____ PROVIDED DATA

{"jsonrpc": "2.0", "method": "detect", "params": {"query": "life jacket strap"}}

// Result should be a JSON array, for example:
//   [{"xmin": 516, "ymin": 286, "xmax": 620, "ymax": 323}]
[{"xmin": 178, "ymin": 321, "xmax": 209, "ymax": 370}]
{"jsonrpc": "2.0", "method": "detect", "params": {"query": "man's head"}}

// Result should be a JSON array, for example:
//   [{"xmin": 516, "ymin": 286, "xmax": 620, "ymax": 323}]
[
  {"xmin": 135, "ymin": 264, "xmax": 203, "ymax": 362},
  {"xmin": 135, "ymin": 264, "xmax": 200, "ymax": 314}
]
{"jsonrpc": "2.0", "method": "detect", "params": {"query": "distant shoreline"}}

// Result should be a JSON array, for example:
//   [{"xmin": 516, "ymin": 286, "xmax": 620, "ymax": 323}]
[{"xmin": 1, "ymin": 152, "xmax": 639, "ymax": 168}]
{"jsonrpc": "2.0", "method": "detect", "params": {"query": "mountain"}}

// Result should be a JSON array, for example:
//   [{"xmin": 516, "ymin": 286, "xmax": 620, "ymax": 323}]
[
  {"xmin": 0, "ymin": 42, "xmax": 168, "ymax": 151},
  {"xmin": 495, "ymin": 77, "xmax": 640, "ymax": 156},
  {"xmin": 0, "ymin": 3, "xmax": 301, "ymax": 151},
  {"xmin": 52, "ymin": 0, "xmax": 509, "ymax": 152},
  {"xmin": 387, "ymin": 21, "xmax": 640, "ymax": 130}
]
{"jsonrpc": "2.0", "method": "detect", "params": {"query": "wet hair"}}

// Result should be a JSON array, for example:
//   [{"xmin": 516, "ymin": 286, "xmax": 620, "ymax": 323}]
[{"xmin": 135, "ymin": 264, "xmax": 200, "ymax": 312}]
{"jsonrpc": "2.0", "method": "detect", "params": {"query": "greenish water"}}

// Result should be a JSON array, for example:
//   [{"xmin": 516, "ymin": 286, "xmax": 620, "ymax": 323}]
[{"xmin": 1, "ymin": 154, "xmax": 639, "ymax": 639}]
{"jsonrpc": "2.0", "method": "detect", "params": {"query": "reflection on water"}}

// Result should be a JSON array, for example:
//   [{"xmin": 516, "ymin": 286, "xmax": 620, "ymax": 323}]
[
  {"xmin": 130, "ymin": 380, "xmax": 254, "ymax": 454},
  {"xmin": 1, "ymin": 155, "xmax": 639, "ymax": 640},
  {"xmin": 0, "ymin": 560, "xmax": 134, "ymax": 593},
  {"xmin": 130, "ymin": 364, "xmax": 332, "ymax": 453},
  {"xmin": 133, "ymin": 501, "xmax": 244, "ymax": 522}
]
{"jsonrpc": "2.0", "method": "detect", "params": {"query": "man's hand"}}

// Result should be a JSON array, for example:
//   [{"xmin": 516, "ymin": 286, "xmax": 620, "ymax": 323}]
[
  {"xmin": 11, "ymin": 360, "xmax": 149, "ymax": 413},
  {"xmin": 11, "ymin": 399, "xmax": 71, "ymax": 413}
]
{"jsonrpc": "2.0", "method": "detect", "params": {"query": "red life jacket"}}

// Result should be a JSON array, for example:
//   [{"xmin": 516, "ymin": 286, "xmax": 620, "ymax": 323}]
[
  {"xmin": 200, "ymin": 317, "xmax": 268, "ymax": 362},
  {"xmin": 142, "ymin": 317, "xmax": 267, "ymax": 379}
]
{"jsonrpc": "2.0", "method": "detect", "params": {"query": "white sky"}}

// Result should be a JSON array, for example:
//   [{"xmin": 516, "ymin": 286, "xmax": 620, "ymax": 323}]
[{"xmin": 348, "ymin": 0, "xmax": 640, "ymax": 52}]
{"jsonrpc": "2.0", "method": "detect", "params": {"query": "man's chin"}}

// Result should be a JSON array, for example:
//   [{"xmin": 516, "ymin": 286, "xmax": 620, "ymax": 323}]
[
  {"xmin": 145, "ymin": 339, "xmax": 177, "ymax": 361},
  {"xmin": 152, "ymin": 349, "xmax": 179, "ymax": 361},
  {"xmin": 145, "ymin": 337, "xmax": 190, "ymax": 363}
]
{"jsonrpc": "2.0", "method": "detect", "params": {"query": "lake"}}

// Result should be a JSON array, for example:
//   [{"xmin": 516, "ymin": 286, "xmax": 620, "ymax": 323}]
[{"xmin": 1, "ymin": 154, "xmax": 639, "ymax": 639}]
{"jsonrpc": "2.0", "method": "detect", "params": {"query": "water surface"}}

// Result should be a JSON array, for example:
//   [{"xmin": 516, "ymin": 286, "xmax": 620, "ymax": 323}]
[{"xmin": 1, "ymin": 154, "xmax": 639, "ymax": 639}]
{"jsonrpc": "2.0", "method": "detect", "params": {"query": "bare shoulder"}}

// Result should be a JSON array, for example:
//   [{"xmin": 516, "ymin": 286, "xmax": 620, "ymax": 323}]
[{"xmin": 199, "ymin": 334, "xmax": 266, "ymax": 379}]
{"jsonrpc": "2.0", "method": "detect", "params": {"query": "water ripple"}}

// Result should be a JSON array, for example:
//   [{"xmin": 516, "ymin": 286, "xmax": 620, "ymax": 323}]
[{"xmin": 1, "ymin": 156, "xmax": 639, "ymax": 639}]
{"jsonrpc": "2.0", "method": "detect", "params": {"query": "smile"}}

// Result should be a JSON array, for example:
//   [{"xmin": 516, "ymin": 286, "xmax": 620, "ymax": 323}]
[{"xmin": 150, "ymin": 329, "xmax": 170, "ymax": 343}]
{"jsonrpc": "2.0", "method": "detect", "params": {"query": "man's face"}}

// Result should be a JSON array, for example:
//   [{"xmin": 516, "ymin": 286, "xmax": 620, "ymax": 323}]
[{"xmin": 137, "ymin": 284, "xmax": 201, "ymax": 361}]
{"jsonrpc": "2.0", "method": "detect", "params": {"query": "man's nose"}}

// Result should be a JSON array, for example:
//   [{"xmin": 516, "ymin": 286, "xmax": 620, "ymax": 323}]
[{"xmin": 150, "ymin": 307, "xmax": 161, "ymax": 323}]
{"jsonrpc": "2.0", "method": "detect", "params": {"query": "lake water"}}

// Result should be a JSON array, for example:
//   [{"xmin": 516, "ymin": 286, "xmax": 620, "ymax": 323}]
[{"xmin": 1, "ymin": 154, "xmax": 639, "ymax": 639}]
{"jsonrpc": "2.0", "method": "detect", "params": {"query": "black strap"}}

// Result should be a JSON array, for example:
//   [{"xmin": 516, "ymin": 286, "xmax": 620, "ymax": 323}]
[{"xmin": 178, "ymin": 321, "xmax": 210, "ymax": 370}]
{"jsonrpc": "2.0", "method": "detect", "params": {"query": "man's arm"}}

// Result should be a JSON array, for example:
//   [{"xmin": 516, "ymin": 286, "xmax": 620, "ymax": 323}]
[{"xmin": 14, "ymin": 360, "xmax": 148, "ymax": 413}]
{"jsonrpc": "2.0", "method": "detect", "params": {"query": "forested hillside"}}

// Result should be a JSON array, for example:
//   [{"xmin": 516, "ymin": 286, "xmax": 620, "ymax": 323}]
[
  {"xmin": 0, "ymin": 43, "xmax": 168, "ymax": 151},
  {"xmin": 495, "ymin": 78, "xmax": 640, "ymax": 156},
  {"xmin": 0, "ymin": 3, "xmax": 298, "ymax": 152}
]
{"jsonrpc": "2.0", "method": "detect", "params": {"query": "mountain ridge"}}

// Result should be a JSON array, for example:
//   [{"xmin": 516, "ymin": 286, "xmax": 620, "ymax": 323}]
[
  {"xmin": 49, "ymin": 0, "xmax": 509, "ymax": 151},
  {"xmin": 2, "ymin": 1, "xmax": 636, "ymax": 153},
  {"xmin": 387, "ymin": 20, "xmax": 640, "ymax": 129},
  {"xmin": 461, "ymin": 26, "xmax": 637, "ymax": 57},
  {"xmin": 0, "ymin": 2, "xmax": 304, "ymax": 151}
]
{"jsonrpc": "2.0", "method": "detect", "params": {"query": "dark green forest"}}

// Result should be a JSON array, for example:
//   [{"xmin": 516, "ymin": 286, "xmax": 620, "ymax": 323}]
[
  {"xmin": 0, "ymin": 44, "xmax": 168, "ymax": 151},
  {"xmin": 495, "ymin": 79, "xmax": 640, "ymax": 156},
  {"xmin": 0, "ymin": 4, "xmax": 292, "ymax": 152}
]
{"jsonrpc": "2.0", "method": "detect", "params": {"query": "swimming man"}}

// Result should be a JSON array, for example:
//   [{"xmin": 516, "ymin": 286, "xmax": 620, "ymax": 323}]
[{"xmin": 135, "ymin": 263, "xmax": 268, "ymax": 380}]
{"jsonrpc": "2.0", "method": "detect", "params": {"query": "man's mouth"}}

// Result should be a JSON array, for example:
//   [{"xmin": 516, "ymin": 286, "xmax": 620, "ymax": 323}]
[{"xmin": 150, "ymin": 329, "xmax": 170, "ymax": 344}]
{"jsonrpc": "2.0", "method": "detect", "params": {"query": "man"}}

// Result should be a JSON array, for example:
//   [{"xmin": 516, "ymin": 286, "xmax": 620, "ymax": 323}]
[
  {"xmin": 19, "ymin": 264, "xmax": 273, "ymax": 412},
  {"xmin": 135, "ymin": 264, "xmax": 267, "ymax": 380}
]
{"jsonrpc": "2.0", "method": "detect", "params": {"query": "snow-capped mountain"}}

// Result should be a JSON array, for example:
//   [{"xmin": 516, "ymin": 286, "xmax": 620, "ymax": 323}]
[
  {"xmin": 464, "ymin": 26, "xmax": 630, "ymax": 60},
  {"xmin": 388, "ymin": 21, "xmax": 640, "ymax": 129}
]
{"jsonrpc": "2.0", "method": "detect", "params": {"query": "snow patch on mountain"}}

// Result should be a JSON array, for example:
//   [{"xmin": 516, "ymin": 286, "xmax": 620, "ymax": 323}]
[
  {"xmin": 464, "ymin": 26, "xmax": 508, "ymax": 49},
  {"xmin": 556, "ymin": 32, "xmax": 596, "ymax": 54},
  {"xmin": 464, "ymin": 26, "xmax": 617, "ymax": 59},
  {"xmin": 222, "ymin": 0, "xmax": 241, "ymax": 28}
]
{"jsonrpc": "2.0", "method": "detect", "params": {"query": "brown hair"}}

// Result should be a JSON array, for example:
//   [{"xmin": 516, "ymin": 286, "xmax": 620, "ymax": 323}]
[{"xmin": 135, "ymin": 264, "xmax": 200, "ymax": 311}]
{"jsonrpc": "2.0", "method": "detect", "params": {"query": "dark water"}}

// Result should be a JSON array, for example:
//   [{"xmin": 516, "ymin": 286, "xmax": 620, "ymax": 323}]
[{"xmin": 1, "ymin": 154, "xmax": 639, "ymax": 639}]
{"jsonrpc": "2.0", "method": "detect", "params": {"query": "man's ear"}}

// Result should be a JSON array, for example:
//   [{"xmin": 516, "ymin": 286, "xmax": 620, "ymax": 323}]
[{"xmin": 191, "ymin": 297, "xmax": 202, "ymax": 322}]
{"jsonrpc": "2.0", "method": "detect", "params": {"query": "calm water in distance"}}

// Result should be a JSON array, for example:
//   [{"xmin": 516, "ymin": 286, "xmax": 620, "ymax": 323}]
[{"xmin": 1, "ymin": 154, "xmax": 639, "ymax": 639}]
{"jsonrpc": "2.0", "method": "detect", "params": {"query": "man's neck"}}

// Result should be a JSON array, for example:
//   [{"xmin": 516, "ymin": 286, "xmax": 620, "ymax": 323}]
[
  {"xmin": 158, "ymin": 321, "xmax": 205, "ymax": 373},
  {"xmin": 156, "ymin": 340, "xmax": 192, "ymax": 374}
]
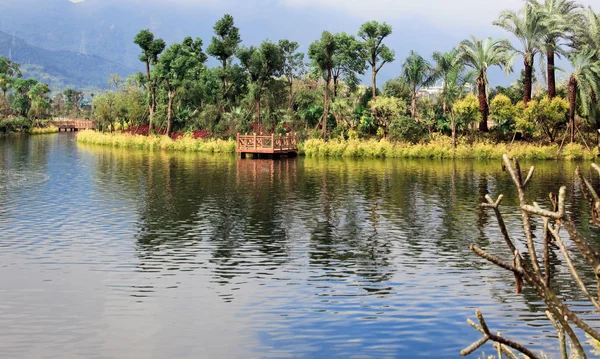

________

- TASK
Scan the records above for the string "snow", and copy every line where it turns up.

- SOLUTION
{"jsonrpc": "2.0", "method": "detect", "params": {"query": "snow-capped mountain"}}
{"jsonrpc": "2.0", "method": "detect", "params": {"query": "snow patch on mountain"}}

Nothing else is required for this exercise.